▸ What to do
Reproduce all of the rows below with "rough mask" changed to "coarse mask" wherever it occurs, leaving everything else unchanged.

◇ ◇ ◇ ◇ ◇

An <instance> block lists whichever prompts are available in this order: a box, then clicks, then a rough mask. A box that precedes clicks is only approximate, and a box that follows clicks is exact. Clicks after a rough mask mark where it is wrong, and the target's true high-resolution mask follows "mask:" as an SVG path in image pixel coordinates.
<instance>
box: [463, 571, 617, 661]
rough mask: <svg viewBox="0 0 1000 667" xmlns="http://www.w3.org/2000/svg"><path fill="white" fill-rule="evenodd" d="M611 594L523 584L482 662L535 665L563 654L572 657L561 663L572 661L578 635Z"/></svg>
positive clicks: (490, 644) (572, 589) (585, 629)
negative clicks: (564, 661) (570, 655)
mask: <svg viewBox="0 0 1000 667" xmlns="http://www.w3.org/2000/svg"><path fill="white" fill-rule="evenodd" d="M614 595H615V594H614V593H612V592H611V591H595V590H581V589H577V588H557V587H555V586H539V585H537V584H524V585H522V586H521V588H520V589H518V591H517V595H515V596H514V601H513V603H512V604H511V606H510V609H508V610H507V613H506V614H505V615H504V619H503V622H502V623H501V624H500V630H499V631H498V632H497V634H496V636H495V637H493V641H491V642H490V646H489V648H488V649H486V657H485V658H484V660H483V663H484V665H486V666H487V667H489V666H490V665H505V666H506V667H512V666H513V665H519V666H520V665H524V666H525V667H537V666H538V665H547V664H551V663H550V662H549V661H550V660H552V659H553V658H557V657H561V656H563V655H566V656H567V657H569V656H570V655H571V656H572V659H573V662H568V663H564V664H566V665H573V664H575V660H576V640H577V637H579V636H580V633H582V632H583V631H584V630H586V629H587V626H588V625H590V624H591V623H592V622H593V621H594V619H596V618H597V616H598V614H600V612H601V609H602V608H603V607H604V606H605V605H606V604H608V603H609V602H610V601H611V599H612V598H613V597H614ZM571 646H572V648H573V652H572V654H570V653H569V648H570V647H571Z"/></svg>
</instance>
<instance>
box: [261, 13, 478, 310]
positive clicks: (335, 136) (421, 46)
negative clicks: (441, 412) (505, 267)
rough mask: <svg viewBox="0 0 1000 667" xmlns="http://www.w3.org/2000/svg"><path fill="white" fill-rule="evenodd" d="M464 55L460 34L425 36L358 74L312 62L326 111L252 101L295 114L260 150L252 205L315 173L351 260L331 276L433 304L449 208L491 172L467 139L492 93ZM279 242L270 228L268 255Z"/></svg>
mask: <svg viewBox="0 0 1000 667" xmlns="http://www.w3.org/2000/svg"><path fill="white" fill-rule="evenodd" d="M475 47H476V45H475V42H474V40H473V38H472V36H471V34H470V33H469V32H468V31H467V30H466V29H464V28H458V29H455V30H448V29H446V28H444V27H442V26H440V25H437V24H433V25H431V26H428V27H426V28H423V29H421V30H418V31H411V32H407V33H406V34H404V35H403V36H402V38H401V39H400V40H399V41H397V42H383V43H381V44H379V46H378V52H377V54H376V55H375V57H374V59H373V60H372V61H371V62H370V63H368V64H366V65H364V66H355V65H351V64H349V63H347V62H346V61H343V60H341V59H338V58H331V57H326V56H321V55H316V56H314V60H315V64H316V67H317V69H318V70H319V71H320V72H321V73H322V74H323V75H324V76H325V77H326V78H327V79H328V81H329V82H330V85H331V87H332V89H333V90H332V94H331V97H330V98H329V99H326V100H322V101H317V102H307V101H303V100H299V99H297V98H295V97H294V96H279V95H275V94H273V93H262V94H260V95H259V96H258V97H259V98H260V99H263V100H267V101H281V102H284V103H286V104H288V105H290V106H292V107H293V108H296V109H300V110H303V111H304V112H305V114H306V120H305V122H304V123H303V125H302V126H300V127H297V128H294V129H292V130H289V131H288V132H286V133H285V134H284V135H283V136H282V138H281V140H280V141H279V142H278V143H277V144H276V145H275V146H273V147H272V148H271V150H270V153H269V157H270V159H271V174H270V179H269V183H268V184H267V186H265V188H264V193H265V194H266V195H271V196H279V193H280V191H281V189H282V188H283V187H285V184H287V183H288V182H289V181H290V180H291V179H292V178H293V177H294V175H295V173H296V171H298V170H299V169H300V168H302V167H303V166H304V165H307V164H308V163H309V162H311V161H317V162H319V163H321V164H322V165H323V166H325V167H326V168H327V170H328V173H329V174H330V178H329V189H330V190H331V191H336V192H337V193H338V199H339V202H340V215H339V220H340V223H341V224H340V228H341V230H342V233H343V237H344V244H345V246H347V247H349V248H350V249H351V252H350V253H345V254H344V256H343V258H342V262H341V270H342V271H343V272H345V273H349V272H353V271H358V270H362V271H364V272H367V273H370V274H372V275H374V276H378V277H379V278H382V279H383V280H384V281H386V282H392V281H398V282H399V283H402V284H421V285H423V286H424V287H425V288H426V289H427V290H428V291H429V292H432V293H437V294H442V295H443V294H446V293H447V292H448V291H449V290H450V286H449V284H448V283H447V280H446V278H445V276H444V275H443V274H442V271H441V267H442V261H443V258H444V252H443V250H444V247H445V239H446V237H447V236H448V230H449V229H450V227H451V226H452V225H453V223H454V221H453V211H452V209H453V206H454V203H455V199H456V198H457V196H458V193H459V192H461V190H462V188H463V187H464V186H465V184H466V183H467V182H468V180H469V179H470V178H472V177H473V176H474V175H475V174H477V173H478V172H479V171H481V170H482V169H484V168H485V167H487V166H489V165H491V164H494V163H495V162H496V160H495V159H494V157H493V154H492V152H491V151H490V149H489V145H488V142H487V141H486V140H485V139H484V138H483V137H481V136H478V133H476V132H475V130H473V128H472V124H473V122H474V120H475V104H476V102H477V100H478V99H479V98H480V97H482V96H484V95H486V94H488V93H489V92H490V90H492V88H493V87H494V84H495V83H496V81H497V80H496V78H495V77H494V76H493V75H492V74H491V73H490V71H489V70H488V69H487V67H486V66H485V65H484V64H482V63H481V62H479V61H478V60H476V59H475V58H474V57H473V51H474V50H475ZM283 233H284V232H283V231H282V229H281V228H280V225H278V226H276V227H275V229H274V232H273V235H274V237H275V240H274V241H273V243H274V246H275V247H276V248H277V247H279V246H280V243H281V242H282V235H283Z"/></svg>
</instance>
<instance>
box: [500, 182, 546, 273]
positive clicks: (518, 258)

◇ ◇ ◇ ◇ ◇

▸ Answer section
An <instance> block lists whichever prompts are available in this order: a box, then clicks, then a coarse mask. A box that precedes clicks is only approximate, and a box that follows clicks is exact. Clicks after a coarse mask mark where it is wrong, and the target's true high-resolution mask follows "mask:" as an SVG path in image pixel coordinates.
<instance>
box: [463, 571, 617, 661]
coarse mask: <svg viewBox="0 0 1000 667" xmlns="http://www.w3.org/2000/svg"><path fill="white" fill-rule="evenodd" d="M611 594L523 584L482 662L535 665L563 654L572 657L561 663L572 661L578 635Z"/></svg>
positive clicks: (490, 644) (572, 589) (585, 629)
negative clicks: (564, 661) (570, 655)
mask: <svg viewBox="0 0 1000 667" xmlns="http://www.w3.org/2000/svg"><path fill="white" fill-rule="evenodd" d="M614 595H615V594H614V593H612V592H611V591H595V590H581V589H577V588H557V587H555V586H539V585H537V584H524V585H522V586H521V588H520V589H518V591H517V595H515V596H514V601H513V603H512V604H511V606H510V609H508V610H507V613H506V614H505V615H504V619H503V622H502V623H501V624H500V630H499V631H498V632H497V634H496V636H495V637H493V641H491V642H490V646H489V648H488V649H486V657H485V658H484V660H483V663H484V665H486V666H487V667H489V666H490V665H505V666H506V667H512V666H513V665H519V666H520V665H524V666H525V667H537V666H538V665H547V664H551V663H550V662H549V661H550V660H552V659H553V658H557V657H561V656H563V655H566V656H567V657H569V656H570V655H571V656H572V659H573V662H568V663H564V664H566V665H573V664H575V660H576V640H577V637H579V636H580V633H582V632H583V631H584V630H586V629H587V626H588V625H590V624H591V623H592V622H593V621H594V619H596V618H597V616H598V614H600V612H601V609H602V608H603V607H604V606H605V605H606V604H608V603H609V602H610V601H611V599H612V598H613V597H614ZM571 646H572V648H573V652H572V654H570V653H569V648H570V647H571Z"/></svg>
</instance>
<instance>
box: [261, 13, 478, 310]
positive clicks: (335, 136) (421, 46)
negative clicks: (441, 412) (505, 267)
coarse mask: <svg viewBox="0 0 1000 667" xmlns="http://www.w3.org/2000/svg"><path fill="white" fill-rule="evenodd" d="M464 55L460 34L425 36L358 74L312 62L326 111L252 101L295 114L260 150L252 205L315 173L351 260L331 276L433 304L449 208L491 172L467 139L492 93ZM279 242L270 228L268 255Z"/></svg>
mask: <svg viewBox="0 0 1000 667" xmlns="http://www.w3.org/2000/svg"><path fill="white" fill-rule="evenodd" d="M475 47H476V45H475V42H474V40H473V38H472V36H471V34H470V33H469V32H468V31H467V30H466V29H464V28H458V29H455V30H448V29H446V28H444V27H442V26H440V25H437V24H433V25H431V26H428V27H426V28H423V29H421V30H418V31H411V32H407V33H406V34H404V35H403V36H402V38H401V39H400V40H399V41H397V42H383V43H381V44H379V46H378V52H377V54H376V55H375V57H374V59H373V60H372V61H371V62H370V63H368V64H366V65H364V66H355V65H351V64H349V63H347V62H346V61H343V60H341V59H338V58H331V57H326V56H321V55H316V56H314V60H315V64H316V67H317V69H318V70H319V71H320V72H321V73H322V74H323V75H324V76H325V77H326V78H327V79H328V81H329V82H330V85H331V87H332V89H333V90H332V94H331V97H330V98H329V99H326V100H322V101H317V102H307V101H303V100H299V99H297V98H295V97H294V96H279V95H275V94H273V93H262V94H260V95H259V96H258V97H259V98H260V99H263V100H267V101H281V102H284V103H286V104H288V105H290V106H292V107H293V108H296V109H300V110H303V111H304V112H305V114H306V120H305V122H304V123H303V125H302V126H300V127H297V128H294V129H292V130H289V131H288V132H286V133H285V134H284V135H283V136H282V138H281V140H280V141H279V142H278V143H277V144H276V145H275V146H273V147H272V148H271V150H270V153H269V157H270V159H271V174H270V179H269V183H268V184H267V186H265V188H264V193H265V194H266V195H271V196H279V193H280V191H281V189H282V188H283V187H285V184H287V183H288V182H289V181H290V180H291V179H292V178H293V177H294V175H295V173H296V171H298V170H299V169H300V168H302V167H303V166H304V165H307V164H308V163H309V162H311V161H317V162H319V163H321V164H322V165H323V166H325V167H326V168H327V170H328V173H329V174H330V178H329V189H330V190H331V191H336V192H337V193H338V199H339V202H340V215H339V220H340V223H341V224H340V228H341V230H342V233H343V237H344V244H345V246H347V247H349V248H350V249H351V252H350V253H345V254H344V256H343V258H342V262H341V270H342V271H343V272H345V273H349V272H353V271H358V270H362V271H364V272H367V273H370V274H372V275H374V276H378V277H379V278H382V279H383V280H384V281H386V282H392V281H398V282H399V283H402V284H421V285H423V286H424V287H425V288H426V289H427V290H428V291H429V292H432V293H437V294H442V295H443V294H446V293H447V292H448V291H449V290H450V286H449V284H448V283H447V280H446V278H445V276H444V275H443V274H442V271H441V267H442V261H443V258H444V252H443V250H444V247H445V239H446V237H447V236H448V230H449V229H450V227H451V226H452V225H453V223H454V221H453V211H452V209H453V206H454V203H455V199H456V198H457V196H458V193H459V192H461V190H462V188H463V187H464V186H465V184H466V183H467V182H468V180H469V179H470V178H472V177H473V176H474V175H475V174H477V173H478V172H479V171H481V170H482V169H484V168H485V167H487V166H489V165H491V164H494V163H495V162H496V160H495V159H494V157H493V154H492V152H491V151H490V149H489V145H488V142H487V141H486V140H485V139H484V138H483V137H481V136H478V133H476V132H475V130H473V128H472V124H473V122H474V120H475V104H476V102H477V100H478V99H479V98H480V97H482V96H484V95H486V94H488V93H489V92H490V90H492V88H493V87H494V84H495V83H496V81H497V80H496V78H495V77H494V76H493V75H492V74H491V73H490V71H489V70H488V69H487V67H486V66H485V65H484V64H482V63H481V62H479V61H478V60H476V59H475V58H474V57H473V51H474V50H475ZM283 233H284V232H283V231H282V229H281V228H280V225H278V226H276V227H275V229H274V232H273V235H274V237H275V240H274V241H273V243H274V246H275V247H276V248H277V247H279V246H280V243H281V242H282V235H283Z"/></svg>
</instance>
<instance>
box: [500, 182, 546, 273]
positive clicks: (518, 258)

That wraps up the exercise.